* **Given task**
Swap "tight rectangle" for "snug rectangle" in everything from the start of the rows down to the line containing "[518, 300, 573, 368]", and give those lines back with nothing else altered.
— START OF Input records —
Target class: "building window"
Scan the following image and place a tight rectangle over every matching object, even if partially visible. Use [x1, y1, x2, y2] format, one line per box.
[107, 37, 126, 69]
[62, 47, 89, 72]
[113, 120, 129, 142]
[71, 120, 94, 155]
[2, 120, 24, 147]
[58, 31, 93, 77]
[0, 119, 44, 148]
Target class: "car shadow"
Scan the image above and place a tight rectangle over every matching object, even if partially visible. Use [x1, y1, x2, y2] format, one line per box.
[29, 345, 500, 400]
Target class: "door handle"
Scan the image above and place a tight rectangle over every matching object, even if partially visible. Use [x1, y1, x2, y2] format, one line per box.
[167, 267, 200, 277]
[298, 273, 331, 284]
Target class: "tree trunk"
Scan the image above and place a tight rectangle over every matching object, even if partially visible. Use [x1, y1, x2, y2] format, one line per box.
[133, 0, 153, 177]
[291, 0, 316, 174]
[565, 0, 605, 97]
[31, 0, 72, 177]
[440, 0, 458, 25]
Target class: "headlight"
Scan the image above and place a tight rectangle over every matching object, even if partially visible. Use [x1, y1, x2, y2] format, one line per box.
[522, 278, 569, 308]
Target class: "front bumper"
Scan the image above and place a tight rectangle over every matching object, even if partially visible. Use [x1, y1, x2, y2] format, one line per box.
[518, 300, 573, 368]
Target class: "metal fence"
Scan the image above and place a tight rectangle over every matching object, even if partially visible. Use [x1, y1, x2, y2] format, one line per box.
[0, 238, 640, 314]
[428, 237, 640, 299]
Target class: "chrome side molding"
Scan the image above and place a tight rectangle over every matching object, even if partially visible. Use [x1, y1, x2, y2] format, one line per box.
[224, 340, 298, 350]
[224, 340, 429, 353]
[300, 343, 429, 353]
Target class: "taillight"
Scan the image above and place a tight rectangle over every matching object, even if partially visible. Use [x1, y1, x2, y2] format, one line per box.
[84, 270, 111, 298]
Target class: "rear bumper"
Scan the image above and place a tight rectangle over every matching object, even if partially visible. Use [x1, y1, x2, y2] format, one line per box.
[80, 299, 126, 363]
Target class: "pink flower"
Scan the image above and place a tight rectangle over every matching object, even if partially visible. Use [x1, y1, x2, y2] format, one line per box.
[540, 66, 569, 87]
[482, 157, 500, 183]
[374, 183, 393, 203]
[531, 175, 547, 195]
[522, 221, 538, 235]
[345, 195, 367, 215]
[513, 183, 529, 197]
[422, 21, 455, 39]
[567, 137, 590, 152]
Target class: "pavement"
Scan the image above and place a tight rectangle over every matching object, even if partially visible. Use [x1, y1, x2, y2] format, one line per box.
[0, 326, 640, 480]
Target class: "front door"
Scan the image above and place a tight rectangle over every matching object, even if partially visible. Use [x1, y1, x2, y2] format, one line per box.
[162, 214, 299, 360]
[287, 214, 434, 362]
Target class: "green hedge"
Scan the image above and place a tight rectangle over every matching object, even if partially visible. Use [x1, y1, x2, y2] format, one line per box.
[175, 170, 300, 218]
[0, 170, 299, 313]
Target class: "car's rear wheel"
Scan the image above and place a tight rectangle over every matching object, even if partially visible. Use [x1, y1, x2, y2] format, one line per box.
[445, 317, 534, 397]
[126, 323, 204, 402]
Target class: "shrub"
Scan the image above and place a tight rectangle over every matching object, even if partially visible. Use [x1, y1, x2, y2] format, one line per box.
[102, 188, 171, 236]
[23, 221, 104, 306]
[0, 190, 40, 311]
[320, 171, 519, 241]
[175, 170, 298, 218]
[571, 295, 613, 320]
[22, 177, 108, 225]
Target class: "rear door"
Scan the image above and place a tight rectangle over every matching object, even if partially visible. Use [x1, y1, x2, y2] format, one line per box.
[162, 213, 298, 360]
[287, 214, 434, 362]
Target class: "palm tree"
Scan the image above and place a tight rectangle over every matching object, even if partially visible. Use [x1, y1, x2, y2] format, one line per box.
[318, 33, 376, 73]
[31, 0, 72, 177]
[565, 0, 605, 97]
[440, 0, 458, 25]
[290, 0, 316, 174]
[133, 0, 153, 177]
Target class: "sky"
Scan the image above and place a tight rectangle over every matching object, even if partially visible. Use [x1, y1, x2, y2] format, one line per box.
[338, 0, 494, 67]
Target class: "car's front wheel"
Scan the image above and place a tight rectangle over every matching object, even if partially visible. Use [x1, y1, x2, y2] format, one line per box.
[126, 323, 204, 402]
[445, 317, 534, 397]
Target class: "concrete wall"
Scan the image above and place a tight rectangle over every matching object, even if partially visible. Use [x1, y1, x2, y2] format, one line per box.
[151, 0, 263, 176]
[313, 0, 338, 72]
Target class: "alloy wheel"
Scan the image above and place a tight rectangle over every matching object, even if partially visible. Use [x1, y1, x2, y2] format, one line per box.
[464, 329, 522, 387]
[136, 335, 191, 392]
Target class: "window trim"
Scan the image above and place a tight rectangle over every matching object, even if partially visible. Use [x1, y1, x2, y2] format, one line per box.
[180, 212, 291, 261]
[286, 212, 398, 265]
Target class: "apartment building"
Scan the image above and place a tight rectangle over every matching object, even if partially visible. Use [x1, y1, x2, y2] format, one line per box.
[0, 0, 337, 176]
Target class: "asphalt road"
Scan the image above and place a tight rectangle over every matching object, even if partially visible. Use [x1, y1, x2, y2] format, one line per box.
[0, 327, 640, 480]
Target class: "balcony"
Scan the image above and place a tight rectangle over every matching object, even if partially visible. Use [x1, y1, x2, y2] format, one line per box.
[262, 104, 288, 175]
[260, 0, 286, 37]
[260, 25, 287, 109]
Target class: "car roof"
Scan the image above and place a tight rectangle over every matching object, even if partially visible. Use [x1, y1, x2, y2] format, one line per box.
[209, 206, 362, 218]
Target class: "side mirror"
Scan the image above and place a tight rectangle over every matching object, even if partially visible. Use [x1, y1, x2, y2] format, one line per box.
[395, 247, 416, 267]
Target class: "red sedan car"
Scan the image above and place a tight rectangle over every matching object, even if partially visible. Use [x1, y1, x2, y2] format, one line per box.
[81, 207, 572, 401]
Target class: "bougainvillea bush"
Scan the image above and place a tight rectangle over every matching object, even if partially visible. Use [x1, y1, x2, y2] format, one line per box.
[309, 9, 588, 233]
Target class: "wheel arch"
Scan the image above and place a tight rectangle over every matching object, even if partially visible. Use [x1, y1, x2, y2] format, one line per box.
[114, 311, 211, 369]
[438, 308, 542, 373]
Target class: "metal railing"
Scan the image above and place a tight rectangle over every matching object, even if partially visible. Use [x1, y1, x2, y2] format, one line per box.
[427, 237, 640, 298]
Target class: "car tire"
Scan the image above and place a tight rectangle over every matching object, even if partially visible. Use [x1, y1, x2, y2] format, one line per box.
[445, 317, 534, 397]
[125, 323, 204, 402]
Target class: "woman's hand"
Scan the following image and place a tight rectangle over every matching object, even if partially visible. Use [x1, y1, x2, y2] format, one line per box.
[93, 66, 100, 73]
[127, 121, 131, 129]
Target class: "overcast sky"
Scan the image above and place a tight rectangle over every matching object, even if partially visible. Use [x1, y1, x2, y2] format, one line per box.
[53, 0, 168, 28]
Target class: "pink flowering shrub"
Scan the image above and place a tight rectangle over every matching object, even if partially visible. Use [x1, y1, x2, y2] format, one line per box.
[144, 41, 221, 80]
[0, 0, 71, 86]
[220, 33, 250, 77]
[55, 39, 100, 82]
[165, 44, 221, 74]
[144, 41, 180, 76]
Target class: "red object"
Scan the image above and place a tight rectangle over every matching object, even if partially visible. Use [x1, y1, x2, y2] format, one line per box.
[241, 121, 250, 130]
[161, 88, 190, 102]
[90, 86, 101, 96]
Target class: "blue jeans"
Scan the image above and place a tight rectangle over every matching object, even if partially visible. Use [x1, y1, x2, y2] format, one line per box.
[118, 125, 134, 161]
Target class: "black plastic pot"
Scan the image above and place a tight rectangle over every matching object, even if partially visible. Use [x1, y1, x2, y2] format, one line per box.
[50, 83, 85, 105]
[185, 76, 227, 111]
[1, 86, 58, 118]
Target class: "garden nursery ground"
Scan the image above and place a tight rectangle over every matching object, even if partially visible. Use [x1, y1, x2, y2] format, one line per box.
— END OF Input records —
* **Solved problem**
Target class: "building window"
Scan the following image and place a snug rectangle over every matching object, even if partially visible. Use [x1, y1, x2, y2] format, one line per box.
[107, 37, 126, 69]
[62, 47, 89, 72]
[113, 120, 129, 142]
[71, 120, 94, 155]
[2, 120, 24, 147]
[58, 31, 93, 77]
[0, 119, 44, 148]
Target class: "car shadow"
Scan the image above and place a snug rectangle over every matching object, even if partially visible. Use [x1, y1, x2, y2] format, one line per box.
[29, 345, 500, 400]
Target class: "door handle"
Scan the image above and place a snug rectangle over every matching object, even if partially visible. Use [x1, y1, x2, y2] format, one line per box.
[167, 267, 200, 277]
[298, 273, 331, 284]
Target class: "tree trunk"
Scan the image above and place a snug rectangle over every matching object, even if partially visible. Use [x1, y1, x2, y2] format, one line per box.
[133, 0, 153, 177]
[291, 0, 316, 174]
[565, 0, 605, 97]
[31, 0, 72, 177]
[440, 0, 458, 25]
Target class: "headlight"
Scan the image above and place a snug rectangle over every matching object, even if partially visible. Use [x1, y1, x2, y2] format, one line per box.
[522, 278, 569, 308]
Target class: "front bumper"
Scan the image above and place a snug rectangle over every matching object, even if partially visible. Use [x1, y1, x2, y2] format, one line per box.
[518, 300, 573, 368]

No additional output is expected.